• **DOCUMENT SECTION**:
========
Handling Channels/LiveView LongPoll fallback "unmatched topic"

I’m investigating LiveView JS client errors when the Socket/LiveSocket throws failed with reason: {"reason":"unmatched topic"}.

I modified Phoenix 1.8.1 to emit telemetry events when the “unmatched topic” condition happens server side and collected some of those events (including socket and reply) with production traffic for debugging.

It turns out a batch of such errors all were related to the :longpoll transport and I’m trying to understand what the underlying cause might be, and whether I can safely ignore those errors assuming the channel connection will be re-established anyway later.

I have a proxy (Cloudflare) between users and the server.
========
• **RAW DATA**:
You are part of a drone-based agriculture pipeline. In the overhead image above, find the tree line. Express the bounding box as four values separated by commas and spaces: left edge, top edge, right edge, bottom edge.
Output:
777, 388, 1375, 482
========
• **COMPLETE THE FOLLOWING**:
1. Copy the LiveView post word for word, between "I modified Phoenix" and "and the server.", inclusive.
2. Answer these questions from the LiveView post:
(a) Which version of Phoenix was modified to emit telemetry events?
(b) Which transport were a batch of the errors all related to?
(c) What proxy sits between users and the server?

• **ANSWERS PROVIDED**:
1.
I modified Phoenix 1.8.1 to emit telemetry events when the “unmatched topic” condition happens server side and collected some of those events (including socket and reply) with production traffic for debugging.

It turns out a batch of such errors all were related to the :longpoll transport and I’m trying to understand what the underlying cause might be, and whether I can safely ignore those errors assuming the channel connection will be re-established anyway later.

I have a proxy (Cloudflare) between users and the server.

2.
(a) Phoenix 1.8.1
(b) The :longpoll transport
(c) Cloudflare